## RECORDS
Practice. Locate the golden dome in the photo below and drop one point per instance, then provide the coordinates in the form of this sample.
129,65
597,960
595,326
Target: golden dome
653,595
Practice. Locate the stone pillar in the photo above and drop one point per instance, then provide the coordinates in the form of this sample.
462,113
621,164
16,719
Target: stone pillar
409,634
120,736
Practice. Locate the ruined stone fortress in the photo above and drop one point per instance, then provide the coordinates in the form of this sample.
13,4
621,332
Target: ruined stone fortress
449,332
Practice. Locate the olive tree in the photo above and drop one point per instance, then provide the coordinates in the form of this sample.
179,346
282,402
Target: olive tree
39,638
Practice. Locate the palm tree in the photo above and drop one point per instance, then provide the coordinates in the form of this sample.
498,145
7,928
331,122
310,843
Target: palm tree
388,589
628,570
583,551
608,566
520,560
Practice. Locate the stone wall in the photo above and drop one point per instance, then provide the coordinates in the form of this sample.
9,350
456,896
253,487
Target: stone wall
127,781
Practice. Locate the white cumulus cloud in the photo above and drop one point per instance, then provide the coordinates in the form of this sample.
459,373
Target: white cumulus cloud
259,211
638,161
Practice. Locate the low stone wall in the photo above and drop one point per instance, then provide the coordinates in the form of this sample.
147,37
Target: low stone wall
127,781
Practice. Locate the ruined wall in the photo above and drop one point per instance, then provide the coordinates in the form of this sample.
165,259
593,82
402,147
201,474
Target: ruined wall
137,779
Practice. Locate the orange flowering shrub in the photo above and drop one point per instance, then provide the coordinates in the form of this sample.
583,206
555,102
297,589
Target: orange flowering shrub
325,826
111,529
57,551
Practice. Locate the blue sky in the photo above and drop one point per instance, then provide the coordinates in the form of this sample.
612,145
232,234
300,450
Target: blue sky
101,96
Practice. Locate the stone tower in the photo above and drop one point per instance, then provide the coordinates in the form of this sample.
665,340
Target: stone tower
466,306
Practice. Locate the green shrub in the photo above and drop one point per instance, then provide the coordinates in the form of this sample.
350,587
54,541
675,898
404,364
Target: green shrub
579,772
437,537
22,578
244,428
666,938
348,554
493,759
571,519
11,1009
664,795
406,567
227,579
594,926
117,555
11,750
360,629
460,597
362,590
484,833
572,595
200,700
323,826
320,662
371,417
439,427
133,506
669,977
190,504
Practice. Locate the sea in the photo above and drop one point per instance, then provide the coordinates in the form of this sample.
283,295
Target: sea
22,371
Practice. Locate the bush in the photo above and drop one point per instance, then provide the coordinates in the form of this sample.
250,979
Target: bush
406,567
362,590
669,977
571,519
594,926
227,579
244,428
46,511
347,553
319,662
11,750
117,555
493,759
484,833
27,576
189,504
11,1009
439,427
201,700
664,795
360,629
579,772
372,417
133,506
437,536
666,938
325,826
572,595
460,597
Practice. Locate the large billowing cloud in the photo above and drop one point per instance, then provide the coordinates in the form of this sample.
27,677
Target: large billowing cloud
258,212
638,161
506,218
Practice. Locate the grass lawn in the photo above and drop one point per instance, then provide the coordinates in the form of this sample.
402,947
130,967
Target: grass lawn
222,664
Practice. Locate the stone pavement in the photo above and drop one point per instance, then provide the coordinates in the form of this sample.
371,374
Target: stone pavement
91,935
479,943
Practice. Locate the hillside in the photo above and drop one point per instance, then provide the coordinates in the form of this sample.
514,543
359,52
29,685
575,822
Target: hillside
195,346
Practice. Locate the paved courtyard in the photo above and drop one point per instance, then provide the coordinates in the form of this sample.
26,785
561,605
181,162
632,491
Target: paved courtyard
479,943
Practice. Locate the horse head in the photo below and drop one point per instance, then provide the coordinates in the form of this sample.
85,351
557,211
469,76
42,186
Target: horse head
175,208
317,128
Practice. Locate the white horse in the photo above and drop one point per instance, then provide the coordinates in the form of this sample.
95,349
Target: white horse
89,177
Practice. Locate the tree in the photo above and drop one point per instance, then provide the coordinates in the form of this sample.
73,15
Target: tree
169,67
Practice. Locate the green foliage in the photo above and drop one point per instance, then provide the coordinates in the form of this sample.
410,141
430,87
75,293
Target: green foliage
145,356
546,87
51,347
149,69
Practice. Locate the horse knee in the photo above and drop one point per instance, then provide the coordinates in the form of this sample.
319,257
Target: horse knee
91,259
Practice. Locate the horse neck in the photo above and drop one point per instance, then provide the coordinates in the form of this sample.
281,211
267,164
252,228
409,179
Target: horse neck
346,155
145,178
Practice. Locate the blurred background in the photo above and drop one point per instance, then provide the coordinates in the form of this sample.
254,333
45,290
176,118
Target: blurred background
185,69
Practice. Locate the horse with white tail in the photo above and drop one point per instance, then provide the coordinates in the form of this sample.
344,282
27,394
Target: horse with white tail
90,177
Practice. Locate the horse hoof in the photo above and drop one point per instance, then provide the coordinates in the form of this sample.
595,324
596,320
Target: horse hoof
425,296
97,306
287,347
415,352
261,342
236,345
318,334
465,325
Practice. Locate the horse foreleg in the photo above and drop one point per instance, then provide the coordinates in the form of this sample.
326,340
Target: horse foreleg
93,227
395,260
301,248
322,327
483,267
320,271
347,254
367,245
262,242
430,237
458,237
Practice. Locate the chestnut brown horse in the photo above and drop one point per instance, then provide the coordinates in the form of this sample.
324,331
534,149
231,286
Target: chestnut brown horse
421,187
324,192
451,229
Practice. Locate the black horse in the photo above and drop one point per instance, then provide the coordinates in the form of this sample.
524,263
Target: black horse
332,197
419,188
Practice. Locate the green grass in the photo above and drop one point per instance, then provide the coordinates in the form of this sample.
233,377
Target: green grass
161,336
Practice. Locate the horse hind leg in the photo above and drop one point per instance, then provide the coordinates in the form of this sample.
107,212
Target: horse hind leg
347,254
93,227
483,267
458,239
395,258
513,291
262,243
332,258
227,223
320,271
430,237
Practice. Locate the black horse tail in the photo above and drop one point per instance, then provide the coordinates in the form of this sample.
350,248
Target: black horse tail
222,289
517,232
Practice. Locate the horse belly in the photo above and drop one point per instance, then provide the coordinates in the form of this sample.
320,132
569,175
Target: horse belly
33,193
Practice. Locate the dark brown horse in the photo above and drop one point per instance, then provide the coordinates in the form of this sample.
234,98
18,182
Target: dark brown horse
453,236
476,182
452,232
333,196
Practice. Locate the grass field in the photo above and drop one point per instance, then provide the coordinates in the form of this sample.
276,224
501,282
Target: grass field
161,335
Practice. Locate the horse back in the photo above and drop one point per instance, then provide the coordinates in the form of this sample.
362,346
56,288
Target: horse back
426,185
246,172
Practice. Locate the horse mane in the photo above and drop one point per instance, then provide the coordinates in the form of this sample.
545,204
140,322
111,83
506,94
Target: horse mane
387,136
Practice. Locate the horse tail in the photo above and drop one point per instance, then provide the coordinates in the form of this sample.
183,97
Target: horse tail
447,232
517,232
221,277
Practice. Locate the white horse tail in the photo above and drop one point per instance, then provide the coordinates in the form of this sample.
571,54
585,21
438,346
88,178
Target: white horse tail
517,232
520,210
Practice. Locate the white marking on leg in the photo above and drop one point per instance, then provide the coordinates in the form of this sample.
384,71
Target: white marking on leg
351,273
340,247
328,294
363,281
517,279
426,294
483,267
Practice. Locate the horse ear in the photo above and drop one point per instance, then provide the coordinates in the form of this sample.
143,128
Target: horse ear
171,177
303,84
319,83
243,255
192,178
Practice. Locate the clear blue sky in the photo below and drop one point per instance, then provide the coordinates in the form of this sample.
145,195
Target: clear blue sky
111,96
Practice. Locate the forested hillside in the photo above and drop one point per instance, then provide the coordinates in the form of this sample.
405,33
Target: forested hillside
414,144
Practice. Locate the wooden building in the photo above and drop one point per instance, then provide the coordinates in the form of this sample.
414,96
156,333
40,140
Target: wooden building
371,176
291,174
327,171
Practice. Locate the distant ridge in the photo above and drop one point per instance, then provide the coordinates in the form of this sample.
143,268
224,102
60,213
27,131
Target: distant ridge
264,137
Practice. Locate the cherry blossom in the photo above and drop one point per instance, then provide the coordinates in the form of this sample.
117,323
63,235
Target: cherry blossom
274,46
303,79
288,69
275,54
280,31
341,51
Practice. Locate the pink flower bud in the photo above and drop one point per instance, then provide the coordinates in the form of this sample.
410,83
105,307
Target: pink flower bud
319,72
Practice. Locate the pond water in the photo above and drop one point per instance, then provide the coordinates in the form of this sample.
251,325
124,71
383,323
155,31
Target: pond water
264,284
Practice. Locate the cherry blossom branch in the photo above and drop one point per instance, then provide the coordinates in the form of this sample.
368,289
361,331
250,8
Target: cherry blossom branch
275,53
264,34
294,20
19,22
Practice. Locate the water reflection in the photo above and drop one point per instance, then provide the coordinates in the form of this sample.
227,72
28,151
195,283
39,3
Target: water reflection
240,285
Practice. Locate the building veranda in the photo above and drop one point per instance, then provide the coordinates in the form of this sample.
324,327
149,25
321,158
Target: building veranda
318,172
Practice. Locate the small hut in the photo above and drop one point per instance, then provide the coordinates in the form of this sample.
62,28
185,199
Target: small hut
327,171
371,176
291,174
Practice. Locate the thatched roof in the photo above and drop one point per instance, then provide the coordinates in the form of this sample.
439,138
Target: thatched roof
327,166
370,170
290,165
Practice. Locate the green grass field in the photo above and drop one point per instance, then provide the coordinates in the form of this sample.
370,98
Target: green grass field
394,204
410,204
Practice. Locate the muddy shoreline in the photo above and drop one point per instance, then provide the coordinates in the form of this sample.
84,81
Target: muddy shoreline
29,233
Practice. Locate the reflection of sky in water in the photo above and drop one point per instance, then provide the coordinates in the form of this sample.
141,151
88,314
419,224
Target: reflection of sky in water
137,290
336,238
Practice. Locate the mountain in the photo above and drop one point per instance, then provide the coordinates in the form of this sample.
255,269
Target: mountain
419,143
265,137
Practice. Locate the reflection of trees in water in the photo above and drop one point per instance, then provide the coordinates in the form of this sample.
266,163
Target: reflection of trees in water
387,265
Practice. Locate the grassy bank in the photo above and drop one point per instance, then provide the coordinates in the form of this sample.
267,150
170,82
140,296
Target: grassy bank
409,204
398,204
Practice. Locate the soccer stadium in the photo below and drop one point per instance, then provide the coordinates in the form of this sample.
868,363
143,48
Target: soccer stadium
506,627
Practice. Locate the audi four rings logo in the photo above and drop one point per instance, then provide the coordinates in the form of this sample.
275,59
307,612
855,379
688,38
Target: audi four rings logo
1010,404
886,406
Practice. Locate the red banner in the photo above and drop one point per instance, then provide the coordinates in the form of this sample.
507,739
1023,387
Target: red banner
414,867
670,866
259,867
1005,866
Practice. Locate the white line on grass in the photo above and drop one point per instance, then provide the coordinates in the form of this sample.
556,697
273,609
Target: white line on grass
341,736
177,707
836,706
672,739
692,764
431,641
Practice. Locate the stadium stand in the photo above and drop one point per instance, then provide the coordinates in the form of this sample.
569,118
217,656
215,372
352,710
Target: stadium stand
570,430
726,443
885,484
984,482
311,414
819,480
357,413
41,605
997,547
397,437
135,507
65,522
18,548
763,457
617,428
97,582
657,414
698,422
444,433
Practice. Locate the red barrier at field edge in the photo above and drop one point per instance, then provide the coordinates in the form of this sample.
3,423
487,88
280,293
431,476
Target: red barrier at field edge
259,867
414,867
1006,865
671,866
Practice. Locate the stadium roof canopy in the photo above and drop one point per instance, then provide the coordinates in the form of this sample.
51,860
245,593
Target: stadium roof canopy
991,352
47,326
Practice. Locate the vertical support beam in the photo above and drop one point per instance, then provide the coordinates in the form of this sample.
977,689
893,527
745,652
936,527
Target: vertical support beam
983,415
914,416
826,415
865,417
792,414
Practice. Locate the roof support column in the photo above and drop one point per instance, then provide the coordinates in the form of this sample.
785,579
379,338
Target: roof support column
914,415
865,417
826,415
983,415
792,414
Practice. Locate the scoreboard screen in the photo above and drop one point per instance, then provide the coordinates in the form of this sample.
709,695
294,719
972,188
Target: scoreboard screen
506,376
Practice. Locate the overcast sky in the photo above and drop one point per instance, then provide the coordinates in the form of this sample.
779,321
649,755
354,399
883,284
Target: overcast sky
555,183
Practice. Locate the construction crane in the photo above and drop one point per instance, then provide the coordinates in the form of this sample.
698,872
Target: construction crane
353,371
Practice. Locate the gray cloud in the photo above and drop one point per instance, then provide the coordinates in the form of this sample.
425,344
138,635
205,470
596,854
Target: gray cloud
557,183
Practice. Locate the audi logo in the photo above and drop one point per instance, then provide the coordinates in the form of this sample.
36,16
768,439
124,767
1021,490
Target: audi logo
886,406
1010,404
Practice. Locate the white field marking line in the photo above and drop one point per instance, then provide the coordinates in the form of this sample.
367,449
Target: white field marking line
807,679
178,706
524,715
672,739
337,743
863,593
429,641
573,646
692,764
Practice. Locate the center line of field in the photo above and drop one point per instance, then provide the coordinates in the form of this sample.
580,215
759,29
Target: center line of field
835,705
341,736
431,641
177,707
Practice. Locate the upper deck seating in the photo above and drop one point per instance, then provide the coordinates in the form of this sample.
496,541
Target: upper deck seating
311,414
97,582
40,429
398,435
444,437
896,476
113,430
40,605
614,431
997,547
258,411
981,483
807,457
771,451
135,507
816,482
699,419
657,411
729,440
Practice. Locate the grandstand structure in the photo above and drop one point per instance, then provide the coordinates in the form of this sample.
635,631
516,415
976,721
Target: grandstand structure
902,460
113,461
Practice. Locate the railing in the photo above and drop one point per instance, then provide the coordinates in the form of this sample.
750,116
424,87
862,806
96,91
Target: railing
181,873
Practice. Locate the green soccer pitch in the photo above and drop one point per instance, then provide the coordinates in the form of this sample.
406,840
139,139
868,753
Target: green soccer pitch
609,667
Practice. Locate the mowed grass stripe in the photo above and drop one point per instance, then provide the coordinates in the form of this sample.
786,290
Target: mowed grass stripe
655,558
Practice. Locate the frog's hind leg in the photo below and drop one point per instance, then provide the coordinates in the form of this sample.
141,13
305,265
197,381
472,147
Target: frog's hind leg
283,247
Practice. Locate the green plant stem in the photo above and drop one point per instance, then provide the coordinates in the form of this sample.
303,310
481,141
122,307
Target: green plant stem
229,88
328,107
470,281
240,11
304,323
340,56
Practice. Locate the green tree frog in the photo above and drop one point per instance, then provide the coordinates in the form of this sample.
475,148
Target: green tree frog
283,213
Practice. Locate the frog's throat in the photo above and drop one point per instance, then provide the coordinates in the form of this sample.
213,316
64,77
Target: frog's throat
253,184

## INSTRUCTIONS TO FOLLOW
Filter the data for the string "below". Copy each matching line.

## RESPONSE
Practice. Locate the golden dome in the photo below and drop one point per instance, then provide the coordinates in the form of this sample.
Practice. Locate the horse head in the photo below and drop one point per instance, then provide the coordinates in the form of this sample.
Practice. Locate the clear blue sky in the photo below and drop one point per instance, then provide the coordinates in the form of this sample.
Practice. Locate the soccer stadium in the photo below and drop one point per instance, then provide the coordinates in the form of this sample.
Practice. Locate the frog's hind leg in the photo below and drop one point per instance, then provide the coordinates in the form of this sample.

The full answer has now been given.